* _WHAT THE TASK REQUIRES_: Lay out as a numbered list, with blank lines omitted, the lines of the items below from the line with "Exercise. For every instance of the black shoulder" up to and including the line with "<point>673,563</point>".
==== GIVEN DATA
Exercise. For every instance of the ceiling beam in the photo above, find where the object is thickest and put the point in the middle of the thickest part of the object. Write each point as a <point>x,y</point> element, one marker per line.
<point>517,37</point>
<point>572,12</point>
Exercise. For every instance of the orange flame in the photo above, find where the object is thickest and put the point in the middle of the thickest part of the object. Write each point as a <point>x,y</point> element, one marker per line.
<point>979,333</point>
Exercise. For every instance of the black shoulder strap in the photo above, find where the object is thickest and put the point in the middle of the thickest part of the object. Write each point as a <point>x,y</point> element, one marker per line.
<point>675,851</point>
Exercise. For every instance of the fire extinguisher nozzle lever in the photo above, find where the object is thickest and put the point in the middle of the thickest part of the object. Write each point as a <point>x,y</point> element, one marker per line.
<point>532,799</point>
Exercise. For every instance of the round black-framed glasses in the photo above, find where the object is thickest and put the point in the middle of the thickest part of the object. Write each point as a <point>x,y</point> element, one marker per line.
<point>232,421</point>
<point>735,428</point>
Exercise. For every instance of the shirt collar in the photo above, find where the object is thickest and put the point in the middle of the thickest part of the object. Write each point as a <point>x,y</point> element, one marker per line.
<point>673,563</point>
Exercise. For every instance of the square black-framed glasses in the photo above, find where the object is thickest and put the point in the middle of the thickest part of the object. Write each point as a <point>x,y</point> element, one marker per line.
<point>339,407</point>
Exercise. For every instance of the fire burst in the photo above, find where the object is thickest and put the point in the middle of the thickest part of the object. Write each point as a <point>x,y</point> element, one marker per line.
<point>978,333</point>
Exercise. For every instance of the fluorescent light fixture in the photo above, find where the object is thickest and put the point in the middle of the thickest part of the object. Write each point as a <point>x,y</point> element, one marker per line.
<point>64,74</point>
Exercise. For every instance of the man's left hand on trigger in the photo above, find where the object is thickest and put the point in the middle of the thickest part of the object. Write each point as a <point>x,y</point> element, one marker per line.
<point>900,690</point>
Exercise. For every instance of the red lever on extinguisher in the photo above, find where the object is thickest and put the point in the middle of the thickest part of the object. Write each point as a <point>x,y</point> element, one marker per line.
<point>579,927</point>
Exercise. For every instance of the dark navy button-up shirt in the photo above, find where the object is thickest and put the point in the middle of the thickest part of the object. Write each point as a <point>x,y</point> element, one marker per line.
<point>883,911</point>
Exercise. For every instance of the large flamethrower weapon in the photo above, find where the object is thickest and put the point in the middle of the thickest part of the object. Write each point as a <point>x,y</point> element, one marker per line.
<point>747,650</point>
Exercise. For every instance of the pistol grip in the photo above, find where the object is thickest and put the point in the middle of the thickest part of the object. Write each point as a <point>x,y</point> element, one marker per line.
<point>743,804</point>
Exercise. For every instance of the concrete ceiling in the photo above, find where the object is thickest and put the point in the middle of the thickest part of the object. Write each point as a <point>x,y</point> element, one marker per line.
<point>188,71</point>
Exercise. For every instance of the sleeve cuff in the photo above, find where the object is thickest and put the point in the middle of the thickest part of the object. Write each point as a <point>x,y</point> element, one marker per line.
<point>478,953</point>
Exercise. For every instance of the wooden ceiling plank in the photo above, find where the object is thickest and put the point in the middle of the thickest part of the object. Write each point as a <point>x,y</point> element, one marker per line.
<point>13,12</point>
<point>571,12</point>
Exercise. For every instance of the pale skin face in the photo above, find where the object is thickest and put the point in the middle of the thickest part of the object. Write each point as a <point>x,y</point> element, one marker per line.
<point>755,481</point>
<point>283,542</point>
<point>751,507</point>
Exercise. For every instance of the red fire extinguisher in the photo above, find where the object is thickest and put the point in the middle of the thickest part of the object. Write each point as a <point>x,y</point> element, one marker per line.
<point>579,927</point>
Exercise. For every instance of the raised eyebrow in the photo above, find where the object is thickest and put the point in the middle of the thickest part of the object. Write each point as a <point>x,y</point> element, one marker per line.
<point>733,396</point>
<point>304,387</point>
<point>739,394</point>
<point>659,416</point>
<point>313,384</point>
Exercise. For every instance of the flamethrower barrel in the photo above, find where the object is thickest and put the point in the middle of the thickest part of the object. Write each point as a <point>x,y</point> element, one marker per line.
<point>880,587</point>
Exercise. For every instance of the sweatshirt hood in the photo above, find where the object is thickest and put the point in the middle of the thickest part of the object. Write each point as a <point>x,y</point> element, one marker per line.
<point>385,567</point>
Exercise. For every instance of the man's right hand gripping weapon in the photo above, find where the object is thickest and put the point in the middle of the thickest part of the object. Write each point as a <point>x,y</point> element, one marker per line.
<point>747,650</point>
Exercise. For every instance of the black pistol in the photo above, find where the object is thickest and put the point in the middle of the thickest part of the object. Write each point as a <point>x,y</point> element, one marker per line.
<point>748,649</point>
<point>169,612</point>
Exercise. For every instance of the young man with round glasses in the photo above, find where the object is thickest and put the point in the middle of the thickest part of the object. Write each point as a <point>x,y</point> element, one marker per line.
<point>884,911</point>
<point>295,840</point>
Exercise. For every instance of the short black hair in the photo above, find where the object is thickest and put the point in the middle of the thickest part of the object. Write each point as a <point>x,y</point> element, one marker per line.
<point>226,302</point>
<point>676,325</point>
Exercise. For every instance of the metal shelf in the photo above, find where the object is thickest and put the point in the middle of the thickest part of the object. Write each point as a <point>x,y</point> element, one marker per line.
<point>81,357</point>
========
==== GIVEN DATA
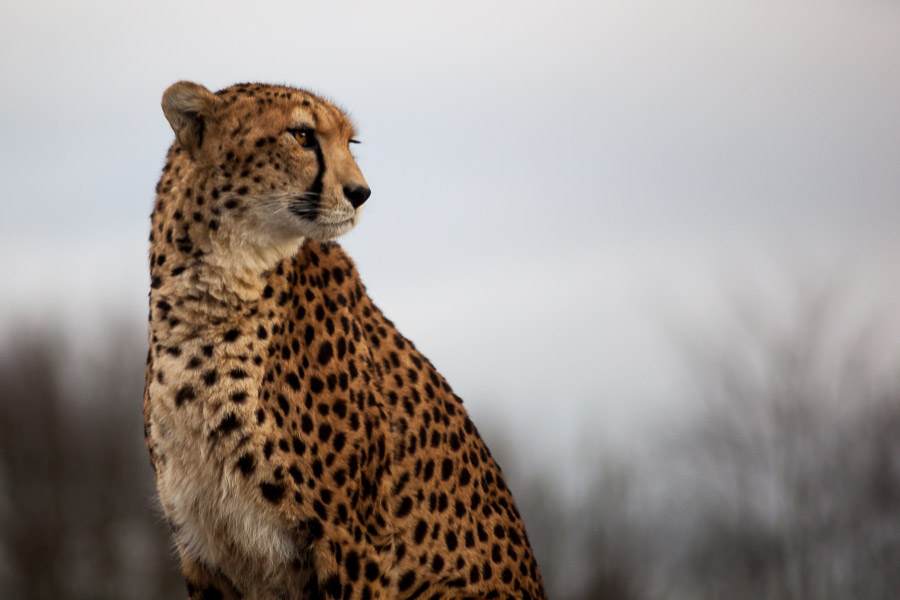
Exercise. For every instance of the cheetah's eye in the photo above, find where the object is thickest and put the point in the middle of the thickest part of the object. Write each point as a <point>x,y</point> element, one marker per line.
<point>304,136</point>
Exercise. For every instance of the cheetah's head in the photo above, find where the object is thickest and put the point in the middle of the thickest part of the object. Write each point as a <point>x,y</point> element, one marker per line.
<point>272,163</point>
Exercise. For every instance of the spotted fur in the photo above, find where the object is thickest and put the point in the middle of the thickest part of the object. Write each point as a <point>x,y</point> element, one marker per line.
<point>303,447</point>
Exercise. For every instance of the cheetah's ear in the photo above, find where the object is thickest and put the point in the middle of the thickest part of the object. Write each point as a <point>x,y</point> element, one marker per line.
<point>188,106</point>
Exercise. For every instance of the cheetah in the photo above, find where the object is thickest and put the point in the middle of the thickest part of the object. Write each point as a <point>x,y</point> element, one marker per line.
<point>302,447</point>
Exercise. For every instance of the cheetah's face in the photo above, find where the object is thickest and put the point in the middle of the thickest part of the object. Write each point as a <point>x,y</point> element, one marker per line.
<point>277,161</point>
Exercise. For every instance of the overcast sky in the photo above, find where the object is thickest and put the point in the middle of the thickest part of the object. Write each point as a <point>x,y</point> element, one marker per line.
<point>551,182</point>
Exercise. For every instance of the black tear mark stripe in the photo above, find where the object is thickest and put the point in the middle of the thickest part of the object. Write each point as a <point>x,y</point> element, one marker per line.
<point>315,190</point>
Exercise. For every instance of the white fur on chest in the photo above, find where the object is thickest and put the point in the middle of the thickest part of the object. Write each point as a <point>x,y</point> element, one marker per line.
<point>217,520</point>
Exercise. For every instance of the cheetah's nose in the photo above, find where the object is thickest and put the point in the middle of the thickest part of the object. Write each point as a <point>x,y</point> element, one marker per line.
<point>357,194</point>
========
* _ANSWER TO THIS EXERCISE_:
1. Exercise. For every instance of the black shoulder strap in the photo above, find where the object is thickest and put the point in the middle of the thickest part of the object. Write each point as a <point>x,y</point> element, one marker per line.
2. <point>675,851</point>
3. Exercise. For every instance of the fire extinguisher nozzle lever in the photo above, find where the object is thickest and put the point in the middle of the thickest part of the object. Write each point as a <point>x,y</point> element, one marker per line.
4. <point>532,799</point>
5. Exercise. For every instance of the round black-framed glasses in the photo above, find where the object is thickest and put the point in the middle of the thickest part of the object. Write each point as a <point>x,y</point> element, one marker per line.
6. <point>232,421</point>
7. <point>735,428</point>
8. Exercise. For every instance of the shirt collar in the photo above, find where the object is thickest and put the point in the middle of the thickest part of the object. Write each point as a <point>x,y</point> element, one marker per line.
9. <point>673,563</point>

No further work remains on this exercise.